Written task => Copy the rows below from the line with "locate the rhododendron" through the line with "(1101, 154)", both included, leaving the requests as they are but multiplying every coordinate in the answer points by 0.65 and rounding to whole numbers, with halves rounded up. Give only those lines.

Listing =>
** start **
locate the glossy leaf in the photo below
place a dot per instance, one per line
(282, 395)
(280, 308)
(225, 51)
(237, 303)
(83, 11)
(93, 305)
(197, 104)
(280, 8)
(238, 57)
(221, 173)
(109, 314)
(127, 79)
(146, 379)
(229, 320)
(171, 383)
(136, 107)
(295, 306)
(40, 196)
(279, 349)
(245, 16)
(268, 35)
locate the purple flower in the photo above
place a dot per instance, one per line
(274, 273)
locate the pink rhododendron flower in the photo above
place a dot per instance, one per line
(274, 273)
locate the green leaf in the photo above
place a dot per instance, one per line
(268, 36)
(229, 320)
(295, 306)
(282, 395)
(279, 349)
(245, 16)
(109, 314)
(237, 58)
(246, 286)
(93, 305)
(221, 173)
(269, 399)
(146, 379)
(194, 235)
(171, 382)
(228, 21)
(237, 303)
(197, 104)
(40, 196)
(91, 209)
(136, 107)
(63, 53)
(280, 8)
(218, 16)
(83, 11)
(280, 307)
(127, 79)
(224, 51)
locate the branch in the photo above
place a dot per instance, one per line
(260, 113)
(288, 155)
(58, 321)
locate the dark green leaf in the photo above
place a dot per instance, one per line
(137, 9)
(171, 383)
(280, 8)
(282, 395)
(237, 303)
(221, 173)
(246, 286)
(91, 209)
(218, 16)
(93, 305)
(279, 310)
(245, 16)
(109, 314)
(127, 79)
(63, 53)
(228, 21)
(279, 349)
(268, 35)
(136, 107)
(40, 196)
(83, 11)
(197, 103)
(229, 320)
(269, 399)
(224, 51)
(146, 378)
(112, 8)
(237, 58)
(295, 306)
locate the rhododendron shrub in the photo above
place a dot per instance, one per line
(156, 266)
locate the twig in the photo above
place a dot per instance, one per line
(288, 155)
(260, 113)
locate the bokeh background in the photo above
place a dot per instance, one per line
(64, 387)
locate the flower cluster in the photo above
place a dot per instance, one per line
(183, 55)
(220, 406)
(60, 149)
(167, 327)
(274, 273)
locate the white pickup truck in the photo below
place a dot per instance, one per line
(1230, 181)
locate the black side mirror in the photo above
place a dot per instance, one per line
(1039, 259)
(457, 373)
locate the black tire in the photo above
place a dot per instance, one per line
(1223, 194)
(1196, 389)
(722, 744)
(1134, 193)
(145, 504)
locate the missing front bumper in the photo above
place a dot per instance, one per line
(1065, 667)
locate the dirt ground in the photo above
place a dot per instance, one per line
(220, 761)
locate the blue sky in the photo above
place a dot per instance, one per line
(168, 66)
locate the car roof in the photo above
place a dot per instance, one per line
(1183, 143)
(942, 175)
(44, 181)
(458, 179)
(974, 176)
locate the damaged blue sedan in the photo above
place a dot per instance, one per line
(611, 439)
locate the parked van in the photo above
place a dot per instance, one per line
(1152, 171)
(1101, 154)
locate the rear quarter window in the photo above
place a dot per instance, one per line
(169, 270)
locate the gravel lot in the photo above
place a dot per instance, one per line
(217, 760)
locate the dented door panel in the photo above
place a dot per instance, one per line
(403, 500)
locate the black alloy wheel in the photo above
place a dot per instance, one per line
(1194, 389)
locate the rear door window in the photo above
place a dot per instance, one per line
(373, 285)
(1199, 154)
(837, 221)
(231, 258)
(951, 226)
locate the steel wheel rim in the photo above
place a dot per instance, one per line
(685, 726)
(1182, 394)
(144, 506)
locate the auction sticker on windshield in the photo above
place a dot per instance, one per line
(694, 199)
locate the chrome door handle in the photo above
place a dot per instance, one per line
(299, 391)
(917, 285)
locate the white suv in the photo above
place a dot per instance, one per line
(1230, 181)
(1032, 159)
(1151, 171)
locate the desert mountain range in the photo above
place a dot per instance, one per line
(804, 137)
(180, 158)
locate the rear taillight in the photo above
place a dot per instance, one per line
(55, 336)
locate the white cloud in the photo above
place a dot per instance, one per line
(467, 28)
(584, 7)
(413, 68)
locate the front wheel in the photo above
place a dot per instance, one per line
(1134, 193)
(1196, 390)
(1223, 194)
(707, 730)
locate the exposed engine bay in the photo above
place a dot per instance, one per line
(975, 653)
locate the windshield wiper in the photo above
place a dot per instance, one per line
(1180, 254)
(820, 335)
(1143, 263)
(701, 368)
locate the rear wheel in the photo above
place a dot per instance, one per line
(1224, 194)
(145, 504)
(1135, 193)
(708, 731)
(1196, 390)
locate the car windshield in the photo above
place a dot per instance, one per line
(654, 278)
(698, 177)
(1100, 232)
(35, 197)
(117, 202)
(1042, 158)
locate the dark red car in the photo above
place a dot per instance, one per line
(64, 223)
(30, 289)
** end **
Response to the task =>
locate the rhododendron shrub in the photo above
place a dot per instance, one per line
(101, 173)
locate the twig in the photo above
place a dot per instance, one per line
(187, 101)
(169, 73)
locate the bokeh background in the photo above
place a dot per instance, one per line
(42, 252)
locate the flower cluster in the photo above
place a dot per instance, one per line
(119, 36)
(143, 264)
(39, 97)
(109, 213)
(178, 177)
locate the white pickup truck in the photo below
place a dot per instance, one per line
(800, 118)
locate the black side mirror in the photo above
place a dot per instance, one per line
(675, 168)
(297, 242)
locate the black tire in the photo above
place a dot per instance, one per line
(795, 126)
(777, 253)
(469, 484)
(737, 125)
(94, 328)
locate the missing front bumper in the photo above
place a dot per instance, one per line
(692, 434)
locate the dirt ground in the photo above
place a dot per instance, one per line
(143, 495)
locate the blue sky in the photo above
place a dot per instance, one per line
(109, 43)
locate the car roof in the photo above
place a dot per instance, one per line
(769, 93)
(612, 114)
(29, 118)
(298, 116)
(633, 114)
locate the damaged blue sedan in the photo above
place a dot per instance, one per line
(397, 285)
locate the parked van in the photo above
place a dot per instance, one per line
(749, 111)
(716, 100)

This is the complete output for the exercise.